Wednesday, January 8, 2014

'Great State Autism'




Cruising along the “Jing Cheng Gao Su”, the highway that connects the capital with the Emperor Kangxi’s (1654 – 1722) summer retreat up in Chengde.  That trip, not unlike Voltaire and Emilie’s ride I mentioned yesterday must have taken the entourage a few days to navigate when they moved court up to the north.  (I notice that Kangxi and Voltaire, (1694- 1778) shared 28 years on earth.)  On the Jing Cheng Expressway, one can get up to Chengde now in a few hours.  Heading the other way, into Beijing, I’m lucky this morning.  There’s no traffic. 



We visited Chengde once a few years back and there are some lovely extant palaces there.  Kangxi and his successors like Qianlong, whom I’ve brined-about before, would welcome the neighboring leaders from Tibet and Mongolia and other vassal states and host them in mock accommodations of their home palaces.  One vivid memory is of a rectangular pillar sat atop a turtle, which is a popular motif.  The pillar had a message carved in four languages, Tibetan, Mongolian, Manchu and Chinese. Part of the message was that the Chinese and its empire should serve the other three ethnicities. 

At first glance this remarkable sentiment isn’t something one would expect from imperial China.  But the Qing were a Manchu people.  Not ethnically Han.  And even though they strove to emulate Han Chinese sophistication, they retained their Manchu distinction.  Traveling out of dry, hot Beijing for something more like the grasslands of their ancestors was part of the purpose a place like Chengde.  Furthermore this notion of “serving” reinforces the unquestionable centrality, even if supplicant centrality, of Han China.

[Coordinate annotation records]
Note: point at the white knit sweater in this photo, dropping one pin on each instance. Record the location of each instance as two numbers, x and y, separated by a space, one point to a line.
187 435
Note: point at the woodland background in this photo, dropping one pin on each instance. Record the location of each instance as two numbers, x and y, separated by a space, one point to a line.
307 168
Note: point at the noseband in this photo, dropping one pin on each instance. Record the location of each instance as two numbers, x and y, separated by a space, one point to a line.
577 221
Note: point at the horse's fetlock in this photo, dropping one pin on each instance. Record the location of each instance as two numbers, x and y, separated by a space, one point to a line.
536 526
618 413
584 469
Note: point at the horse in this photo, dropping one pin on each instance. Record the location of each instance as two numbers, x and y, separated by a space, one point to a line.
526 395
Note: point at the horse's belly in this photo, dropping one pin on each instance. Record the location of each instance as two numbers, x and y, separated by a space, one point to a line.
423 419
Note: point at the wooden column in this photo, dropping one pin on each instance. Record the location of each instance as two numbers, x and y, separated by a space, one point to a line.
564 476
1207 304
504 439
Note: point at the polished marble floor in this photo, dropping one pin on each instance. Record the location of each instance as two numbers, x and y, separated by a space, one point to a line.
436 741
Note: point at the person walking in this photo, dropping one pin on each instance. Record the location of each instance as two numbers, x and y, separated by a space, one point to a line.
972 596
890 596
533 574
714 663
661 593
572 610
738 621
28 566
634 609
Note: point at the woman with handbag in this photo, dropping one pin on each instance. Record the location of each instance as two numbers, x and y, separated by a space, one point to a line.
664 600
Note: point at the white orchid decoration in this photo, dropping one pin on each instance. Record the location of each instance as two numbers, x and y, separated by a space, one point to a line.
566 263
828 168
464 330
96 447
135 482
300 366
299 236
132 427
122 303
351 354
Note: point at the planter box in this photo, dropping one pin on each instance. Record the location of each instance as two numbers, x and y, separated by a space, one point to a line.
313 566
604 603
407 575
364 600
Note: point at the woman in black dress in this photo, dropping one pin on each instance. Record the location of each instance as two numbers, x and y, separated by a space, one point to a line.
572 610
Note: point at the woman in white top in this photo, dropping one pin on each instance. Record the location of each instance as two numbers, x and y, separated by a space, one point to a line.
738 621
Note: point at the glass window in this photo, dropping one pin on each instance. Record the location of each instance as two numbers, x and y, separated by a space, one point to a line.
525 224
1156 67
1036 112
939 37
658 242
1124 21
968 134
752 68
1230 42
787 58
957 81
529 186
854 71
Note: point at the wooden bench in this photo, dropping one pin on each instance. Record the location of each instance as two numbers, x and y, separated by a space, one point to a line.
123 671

• TASK INSTRUCTIONS:
1. Please repeat the part of the Chengde post that opens with the words "At first glance" and closes with "of Han China.", word for word.
2. Decide whether each statement agrees with the Chengde post, answering yes or no and quoting the words of the post that settle it: (a) the message on the pillar was carved in four languages; (b) the Qing were ethnically Han; (c) heading into Beijing that morning, the traffic was heavy.

• RESULTS IN ORDER:
1.
At first glance this remarkable sentiment isn’t something one would expect from imperial China.  But the Qing were a Manchu people.  Not ethnically Han.  And even though they strove to emulate Han Chinese sophistication, they retained their Manchu distinction.  Traveling out of dry, hot Beijing for something more like the grasslands of their ancestors was part of the purpose a place like Chengde.  Furthermore this notion of “serving” reinforces the unquestionable centrality, even if supplicant centrality, of Han China.

2.
(a) Yes: "The pillar had a message carved in four languages, Tibetan, Mongolian, Manchu and Chinese."
(b) No: "But the Qing were a Manchu people. Not ethnically Han."
(c) No: "There’s no traffic."